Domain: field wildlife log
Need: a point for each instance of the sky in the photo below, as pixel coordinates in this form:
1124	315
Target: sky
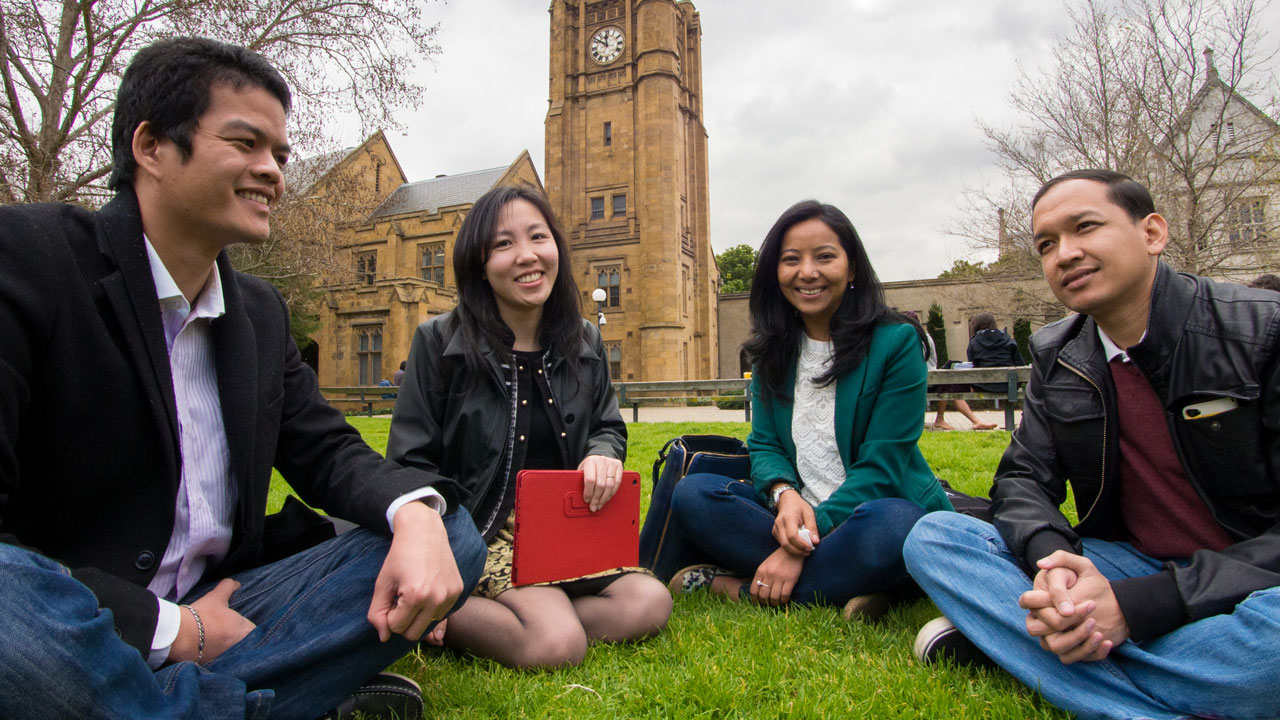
871	105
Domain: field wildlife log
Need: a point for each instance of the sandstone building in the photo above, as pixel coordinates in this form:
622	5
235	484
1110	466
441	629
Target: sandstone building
396	264
626	172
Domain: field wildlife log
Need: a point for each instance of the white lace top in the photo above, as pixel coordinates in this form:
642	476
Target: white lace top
813	424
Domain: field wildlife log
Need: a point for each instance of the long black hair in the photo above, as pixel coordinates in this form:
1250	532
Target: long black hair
777	326
476	319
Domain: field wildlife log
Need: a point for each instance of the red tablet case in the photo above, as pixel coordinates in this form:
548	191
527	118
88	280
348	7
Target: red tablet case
560	538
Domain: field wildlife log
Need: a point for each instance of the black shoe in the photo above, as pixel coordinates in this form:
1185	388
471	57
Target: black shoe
938	639
384	697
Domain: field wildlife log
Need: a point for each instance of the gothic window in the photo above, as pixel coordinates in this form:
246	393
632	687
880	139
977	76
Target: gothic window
366	267
615	350
684	291
1247	222
432	261
369	354
611	279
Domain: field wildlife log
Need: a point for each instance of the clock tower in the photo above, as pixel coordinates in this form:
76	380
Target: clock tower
626	172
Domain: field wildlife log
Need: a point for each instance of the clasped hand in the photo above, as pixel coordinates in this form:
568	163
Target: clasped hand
600	479
1073	610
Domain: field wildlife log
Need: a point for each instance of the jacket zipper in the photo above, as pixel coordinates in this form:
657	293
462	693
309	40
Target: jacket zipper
1102	475
511	445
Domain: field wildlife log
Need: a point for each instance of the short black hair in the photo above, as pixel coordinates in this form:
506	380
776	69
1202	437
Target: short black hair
476	317
1124	191
1266	281
169	82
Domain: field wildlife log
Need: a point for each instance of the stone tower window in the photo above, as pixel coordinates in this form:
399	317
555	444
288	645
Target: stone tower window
611	279
366	267
615	350
369	354
432	261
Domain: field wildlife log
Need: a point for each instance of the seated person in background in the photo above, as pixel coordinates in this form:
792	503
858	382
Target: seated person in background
991	347
1266	281
1160	404
511	379
142	577
837	386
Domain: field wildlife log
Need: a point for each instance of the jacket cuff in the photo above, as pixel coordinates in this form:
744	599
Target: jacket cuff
1042	545
1151	605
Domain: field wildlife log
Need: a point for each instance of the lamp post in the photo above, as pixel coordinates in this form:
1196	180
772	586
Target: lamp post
598	295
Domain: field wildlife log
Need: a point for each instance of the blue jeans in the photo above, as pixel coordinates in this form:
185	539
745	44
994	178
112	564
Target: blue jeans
1220	666
860	556
311	648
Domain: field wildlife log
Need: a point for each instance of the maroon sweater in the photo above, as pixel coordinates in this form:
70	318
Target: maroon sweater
1162	513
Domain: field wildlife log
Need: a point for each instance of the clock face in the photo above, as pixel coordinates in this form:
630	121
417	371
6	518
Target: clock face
606	45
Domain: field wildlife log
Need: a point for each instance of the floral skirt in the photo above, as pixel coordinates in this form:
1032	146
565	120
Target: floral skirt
496	578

* * * * * * * * *

§ **What this task involves**:
Copy out every line of the material above precisely, omitting the pictures.

§ **Output of the exercise**:
Domain: field wildlife log
Need: a point for each instance of the sky in the photo below, as pixel coordinates in this form:
1124	315
Target: sky
871	105
Domain: field wildlife log
Need: a point for each instance of the sandstone building in the photo above, as pixel coordinates in this form:
622	5
235	484
1110	466
441	629
Target: sandstone building
396	264
626	172
Domain: field wildlife log
Need: a point for each instance of the white lace top in the photo above, as pixel coordinates in this form:
642	476
Target: white lace top
813	424
Domain: field wildlife log
Need: a point for each instance of the long black hair in the photo above, as pixel coordinates in this form:
1250	532
Target: long black hair
777	326
476	319
Domain: field wildlife log
Need: a point for each instance of the red tablet case in the photo above, as pixel coordinates in this form:
548	191
527	118
88	280
348	7
Target: red tablet case
560	538
Domain: field wildlife log
Need: a point for each instance of the black shoe in the photo above, as pixel coordinates in this form:
1185	388
471	57
Target: black shoe
938	639
384	697
Domain: field wildlife log
Need: a point for each instance of the gothic window in the photo above, as pixel coordinates in this form:
246	393
632	687
880	139
977	76
Target: gothic window
366	267
615	350
684	291
1247	222
432	261
369	354
611	279
Domain: field wildlife log
Need: a point for each instance of the clock tower in the photo above, as pixel coordinates in this form:
76	380
Target: clock tower
626	172
Domain: field wildlife log
Need: a point for each instance of the clasped hand in the photo above, as pixel coordinates in this form:
568	163
Target: clasped hand
600	479
1073	610
Domain: field wildlife log
Need: a point for each instance of the jacket zipper in the photo above, as pixel coordinates in this form:
657	293
462	693
309	40
Target: jacket zipper
1102	475
511	445
Domain: field wildlife log
Need: a point for each instance of the short black hair in the photo above, as pixel coordinates in this form:
506	380
776	69
1202	437
Target: short black hair
476	317
1124	191
1266	281
169	82
Domain: field wildlife log
Need: a point for each instance of the stone tower window in the photo above, as pixel coordinates in this form:
399	317
555	444
288	645
Target: stone tower window
611	279
366	267
615	350
369	354
432	261
Domain: field wildlife log
Need: a point for each instance of the seated person in background in the photo above, as pixel coordinates in this form:
792	503
858	382
Target: seated person in background
991	347
1266	281
1160	404
511	379
142	577
837	386
Domain: field wildlife log
Need: a point for each instance of the jacket cuff in the photo above, as pixel coordinates in this form:
744	599
Target: jacket cuff
1042	545
1151	605
Domain: field wildlife log
Need: a point for each instance of the lamp post in the photo above, as pixel coordinates in this form:
1196	180
772	586
Target: lamp post
598	295
Domain: field wildlife log
Need: a point for each instance of the blue jeans in the photo above, as pixel coordinates in this form:
185	539
745	44
994	178
112	564
Target: blue jeans
1220	666
860	556
311	648
Domain: field wildlife log
Need: a point for each instance of the maroon sweater in the photo above, as pixel coordinates in this form:
70	318
Target: maroon sweater
1162	513
Domain: field wildlife log
Need: a point for each instance of the clock face in the photo above, as pixel coordinates in this form:
630	121
417	371
6	518
Target: clock face
606	45
Domain: field wildlife log
Need: a point for each instance of the floral skirt in the photo above, as pixel coordinates in this form:
1032	146
565	120
Target: floral skirt
496	578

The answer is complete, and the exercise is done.